= Exercise details =
Please reproduce the data exactly, excluding any pictures it contains.
[Records provided Boundary: Start]
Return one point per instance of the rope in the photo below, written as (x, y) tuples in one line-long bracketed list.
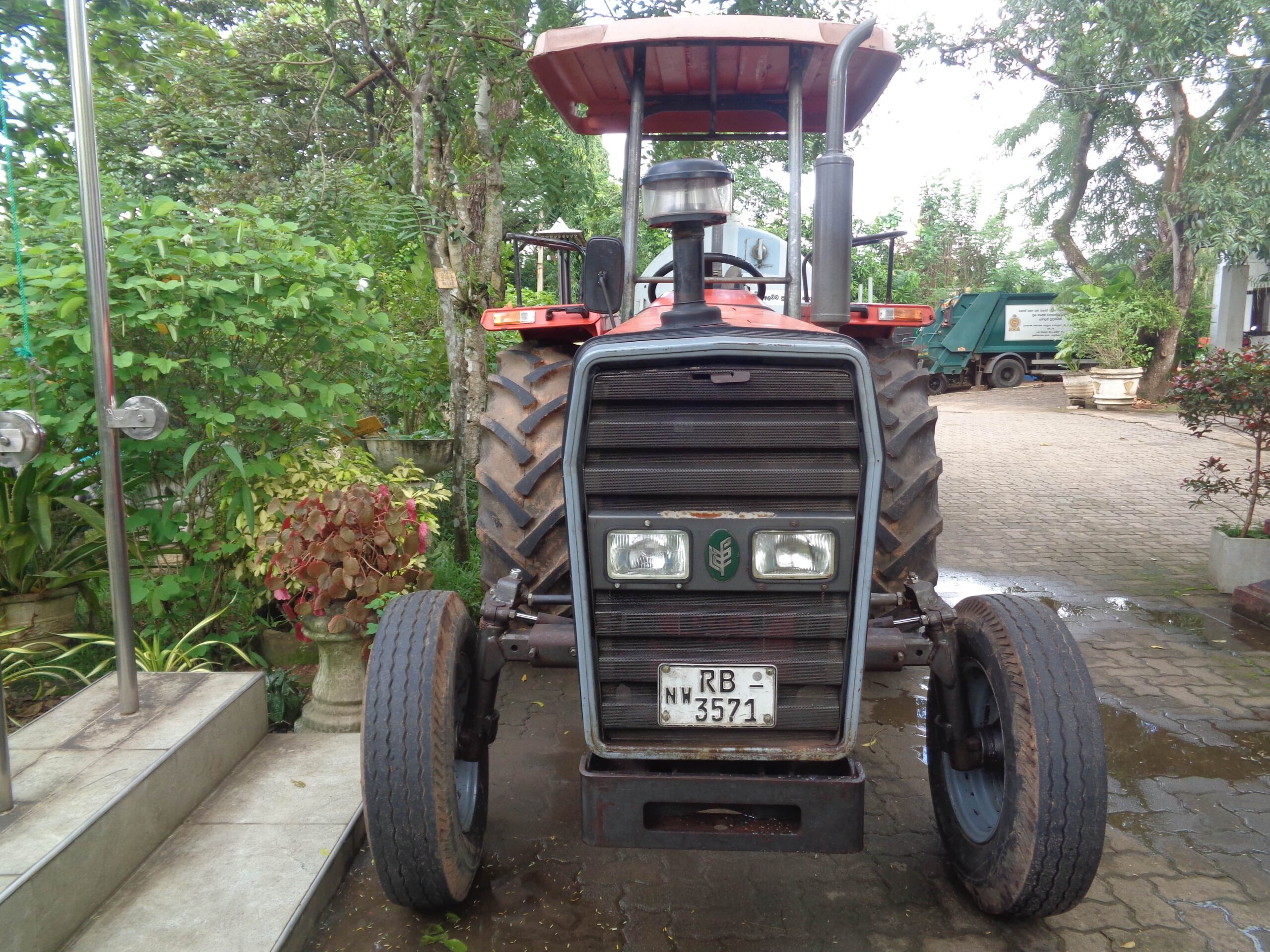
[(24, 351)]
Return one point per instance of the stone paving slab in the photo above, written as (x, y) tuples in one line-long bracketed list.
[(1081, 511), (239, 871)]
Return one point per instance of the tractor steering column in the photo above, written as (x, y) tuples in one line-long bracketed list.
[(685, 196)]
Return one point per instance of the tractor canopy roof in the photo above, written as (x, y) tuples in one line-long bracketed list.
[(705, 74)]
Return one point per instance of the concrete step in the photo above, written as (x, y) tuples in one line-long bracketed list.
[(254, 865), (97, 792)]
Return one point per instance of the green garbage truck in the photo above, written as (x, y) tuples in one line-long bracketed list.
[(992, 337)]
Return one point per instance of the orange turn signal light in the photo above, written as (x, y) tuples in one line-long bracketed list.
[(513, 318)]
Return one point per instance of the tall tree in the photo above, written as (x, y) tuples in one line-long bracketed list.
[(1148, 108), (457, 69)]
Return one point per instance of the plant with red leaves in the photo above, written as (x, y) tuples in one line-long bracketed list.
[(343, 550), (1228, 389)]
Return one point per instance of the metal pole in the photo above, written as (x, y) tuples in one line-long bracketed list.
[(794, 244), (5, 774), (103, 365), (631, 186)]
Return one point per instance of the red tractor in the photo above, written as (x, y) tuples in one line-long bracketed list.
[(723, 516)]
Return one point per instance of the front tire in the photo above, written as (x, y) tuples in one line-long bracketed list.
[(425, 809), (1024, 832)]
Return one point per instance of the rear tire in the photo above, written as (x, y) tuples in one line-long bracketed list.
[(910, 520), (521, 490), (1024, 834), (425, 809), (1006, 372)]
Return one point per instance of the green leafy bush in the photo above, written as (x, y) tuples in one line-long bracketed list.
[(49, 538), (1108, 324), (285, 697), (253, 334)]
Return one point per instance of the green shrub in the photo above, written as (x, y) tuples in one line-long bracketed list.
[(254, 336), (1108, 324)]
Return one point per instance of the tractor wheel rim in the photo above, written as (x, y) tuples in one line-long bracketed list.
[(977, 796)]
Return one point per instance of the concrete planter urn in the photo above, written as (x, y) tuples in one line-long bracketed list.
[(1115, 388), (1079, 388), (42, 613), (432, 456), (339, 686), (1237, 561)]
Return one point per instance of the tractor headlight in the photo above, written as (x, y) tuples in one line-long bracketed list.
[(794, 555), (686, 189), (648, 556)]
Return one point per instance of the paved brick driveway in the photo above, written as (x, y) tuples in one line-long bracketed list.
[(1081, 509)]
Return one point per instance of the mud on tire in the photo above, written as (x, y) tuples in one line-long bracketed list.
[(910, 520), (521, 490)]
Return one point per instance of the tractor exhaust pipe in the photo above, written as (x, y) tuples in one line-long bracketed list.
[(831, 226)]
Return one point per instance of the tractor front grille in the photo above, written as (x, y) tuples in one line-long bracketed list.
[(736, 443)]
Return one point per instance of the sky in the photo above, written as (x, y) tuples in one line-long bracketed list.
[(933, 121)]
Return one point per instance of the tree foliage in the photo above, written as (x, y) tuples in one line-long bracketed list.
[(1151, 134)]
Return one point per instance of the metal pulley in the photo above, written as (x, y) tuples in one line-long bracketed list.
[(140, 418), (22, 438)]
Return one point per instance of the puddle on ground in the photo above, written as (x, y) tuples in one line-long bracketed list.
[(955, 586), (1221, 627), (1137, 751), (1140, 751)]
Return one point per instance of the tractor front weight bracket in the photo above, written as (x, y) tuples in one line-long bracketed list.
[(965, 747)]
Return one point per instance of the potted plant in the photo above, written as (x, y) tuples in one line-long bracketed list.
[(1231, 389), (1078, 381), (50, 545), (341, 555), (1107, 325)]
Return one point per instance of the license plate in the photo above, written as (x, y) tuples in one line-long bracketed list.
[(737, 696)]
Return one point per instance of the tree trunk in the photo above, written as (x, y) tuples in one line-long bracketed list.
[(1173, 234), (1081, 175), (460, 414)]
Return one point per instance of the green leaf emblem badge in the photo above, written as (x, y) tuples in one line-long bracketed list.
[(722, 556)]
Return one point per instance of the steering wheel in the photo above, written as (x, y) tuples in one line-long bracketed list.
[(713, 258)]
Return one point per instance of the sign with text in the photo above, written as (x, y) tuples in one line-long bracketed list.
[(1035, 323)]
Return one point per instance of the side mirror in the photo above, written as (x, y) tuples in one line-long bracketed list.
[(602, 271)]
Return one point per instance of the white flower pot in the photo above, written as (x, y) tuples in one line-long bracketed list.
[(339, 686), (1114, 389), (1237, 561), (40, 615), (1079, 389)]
[Records provided Boundary: End]
= Written solution =
Return one point per instance of the rope in the photo below, written as (x, y) tuples in one line-long bracketed list.
[(24, 351)]
Return one point per instance of the stone paving slab in the photo above, written as (x, y) tuples in one line-long bracketed list.
[(1081, 511), (239, 871)]
Return one point per instance of the tractor steering column in the photo above, written as (x, y) tuples in one line-long bracketed list.
[(685, 196)]
Return one point per instance of the tractor canopy roof in the photo above, written as (x, y) tuples in one line-long bracketed list.
[(705, 74)]
Return one point per instance of the concrete step in the photo above, written as (x, y) tuples in one line-long bracketed list.
[(254, 865), (97, 792)]
Return one point per instance of the green garbage truck in the photo above, written as (x, y) tuples in one line-long bracketed list.
[(992, 337)]
Return one point per instance of the orange turn signal light in the photo above, written as (x, y) tuples in one line-long bracketed list.
[(513, 318)]
Return one point per instance of the tall tree in the photo above, written as (x, y) tuples in one line-long bracketed list.
[(1148, 108), (457, 69)]
Return one point per instance of the plant with red leaves in the photo above, written as (x, y) tuples in one line-long bracketed list.
[(343, 550), (1228, 389)]
Return one point per instance of the metal pole in the photo above, written as (x, y) tuples in one line-long bracketed list.
[(794, 244), (5, 774), (103, 365), (631, 186)]
Return one point per instance of the red tractor in the photo above, written as (x, y) tuples in one line-long bracketed list.
[(723, 516)]
Return one point per instance of the front tire in the photo above, written as (x, y) tuples in one line-long bracketed list.
[(425, 809), (1024, 832)]
Return one point per instance of the rear tire in the photo above, written as (x, y) tuples in one line-long bracketed list.
[(910, 520), (521, 490), (1024, 834), (425, 809), (1006, 372)]
Return one point per instance of the green leafy bush in the photo above, written as (x, y) tuples in one line-long bracketed list.
[(49, 538), (1108, 324), (285, 697), (253, 334)]
Return one point per instance of the green shrub in the photo above, written as (x, y) tuples in one line-long bracketed list.
[(254, 336), (1108, 324)]
Return one point per instance of the tractor wheel rim in the photo above, written as (x, y) tuples in one line-long bracketed list.
[(977, 796)]
Return one point per instance of the concrete planter urn in the photo above, written as (x, y) tuples in one line-long bracketed list.
[(1115, 388), (1079, 388), (42, 613), (432, 456), (339, 686), (1237, 561)]
Return one point per instance of the tractor headlight in the photo above, written as (x, y) tuples in one line-long bracketed list.
[(794, 555), (686, 189), (648, 556)]
Return one point per instance of the paved brick driveway in the photo above, written as (x, y) tuples in one line-long bracketed list.
[(1081, 509)]
Return one point per instance of the mud on tire in the photo above, written as (x, y) tuples in one line-long bracketed list.
[(910, 520), (521, 490)]
Return one point per instance of the tractor exhaust pipe in the photo above, written as (x, y) tuples in one line-long bracketed list.
[(831, 226)]
Return one point per instance of the tractor front grille in the photo above, written as (x, y) tuples in one line-long bracketed list.
[(736, 443)]
Return one point per instance of the sky in the photo above, written as (x, y) tuples in one line-long bracketed list.
[(933, 121)]
Return one point per instance of the tree foliage in the photo above, written as (x, y) tuples in one line-long bracketed list.
[(1151, 134)]
Return one point per instance of the metal pulley in the photo above, written as (x, y) tuples in one line-long bracketed list.
[(140, 418), (22, 438)]
Return one point per instance of the puddle on ground in the photo above, written as (x, y) tuples in one line-long bracketed list.
[(955, 586), (1221, 627), (1137, 751), (1140, 751)]
Return one point per instance of the tractor front weight bracket in the photo above, written as (x, y) tuples in one line-long bracketed list.
[(965, 747)]
Return one point per instance of the potted plant in the photo above, written as (x, y) tuples in one line-long bracketed list.
[(1231, 389), (1078, 381), (50, 545), (341, 555), (1107, 325)]
Return one point per instance of the license plate in the photo above, written as (x, y) tuples in one line-long bracketed list.
[(737, 696)]
Return one point per instance of the tree trunk in the photo above, written as (x, y) tuples in one line-long bracketed list.
[(1173, 234), (1081, 175), (460, 414)]
Return one point per instance of the green leaf emblem badge in the photo above, written as (x, y) tuples in one line-long bracketed list.
[(722, 556)]
Return one point per instance of the steering wheel in the photo above, written as (x, y) tuples in one line-long bracketed list.
[(713, 258)]
Return one point per instance of the sign with text in the photo above, written as (x, y) tuples in one line-long bracketed list.
[(1035, 323)]
Return one point per instance of the side mirror in the photo above, written as (x, y) tuples in one line-long bracketed list.
[(602, 271)]
Return one point per instance of the white flower pot in the photo above, written as (x, y) tuples in one line-long bracketed list.
[(339, 686), (1114, 389), (1237, 561), (40, 615), (1079, 389)]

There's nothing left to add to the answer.